ITEMS:
════════════════
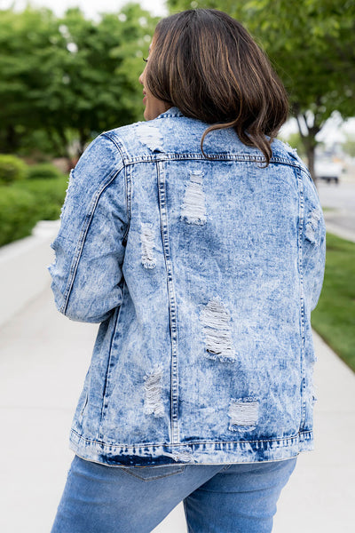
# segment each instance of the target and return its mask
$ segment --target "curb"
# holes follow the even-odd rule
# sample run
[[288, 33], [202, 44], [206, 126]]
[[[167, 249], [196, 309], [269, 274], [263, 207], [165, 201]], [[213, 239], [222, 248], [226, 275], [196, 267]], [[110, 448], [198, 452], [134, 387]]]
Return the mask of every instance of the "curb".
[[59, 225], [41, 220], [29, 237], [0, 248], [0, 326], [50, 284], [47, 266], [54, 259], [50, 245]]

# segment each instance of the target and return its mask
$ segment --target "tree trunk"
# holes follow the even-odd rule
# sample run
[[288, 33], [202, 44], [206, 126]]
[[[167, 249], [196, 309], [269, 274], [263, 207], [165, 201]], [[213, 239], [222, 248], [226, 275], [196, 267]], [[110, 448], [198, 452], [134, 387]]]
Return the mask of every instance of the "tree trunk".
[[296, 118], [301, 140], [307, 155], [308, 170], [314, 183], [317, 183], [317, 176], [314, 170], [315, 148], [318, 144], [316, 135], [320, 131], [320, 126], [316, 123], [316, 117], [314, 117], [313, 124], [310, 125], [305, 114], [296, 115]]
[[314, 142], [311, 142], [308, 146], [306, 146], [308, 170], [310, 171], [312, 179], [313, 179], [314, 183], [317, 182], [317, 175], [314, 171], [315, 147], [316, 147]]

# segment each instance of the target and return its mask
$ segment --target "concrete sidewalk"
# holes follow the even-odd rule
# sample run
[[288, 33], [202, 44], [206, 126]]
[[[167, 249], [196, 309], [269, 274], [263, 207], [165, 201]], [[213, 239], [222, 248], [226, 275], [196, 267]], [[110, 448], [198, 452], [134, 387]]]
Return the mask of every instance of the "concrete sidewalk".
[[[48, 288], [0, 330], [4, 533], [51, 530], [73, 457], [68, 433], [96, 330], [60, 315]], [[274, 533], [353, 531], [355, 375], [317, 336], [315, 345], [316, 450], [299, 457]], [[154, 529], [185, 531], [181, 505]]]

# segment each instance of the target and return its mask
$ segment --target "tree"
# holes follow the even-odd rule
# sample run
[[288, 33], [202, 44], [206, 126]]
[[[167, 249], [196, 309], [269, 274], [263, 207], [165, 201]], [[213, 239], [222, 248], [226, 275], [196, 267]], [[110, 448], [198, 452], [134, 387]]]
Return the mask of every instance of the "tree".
════════════════
WORK TO DO: Copy everything from the start of the data above down to and including the line with "259], [50, 245]]", but change "curb" to "road edge" and leave everything else unchanged. Omit the pictures from your answer.

FULL ANSWER:
# segment each instance of the target and return its mask
$ segment --target "road edge"
# holes follow the even-odd rule
# sample run
[[288, 33], [202, 44], [206, 126]]
[[[167, 249], [196, 309], [269, 274], [263, 207], [165, 201]], [[213, 239], [222, 248], [226, 275], [196, 267]], [[110, 448], [198, 452], [134, 387]]]
Return the mask of every instance of the "road edge".
[[59, 225], [41, 220], [29, 237], [0, 248], [0, 326], [50, 284], [47, 266], [54, 259], [50, 245]]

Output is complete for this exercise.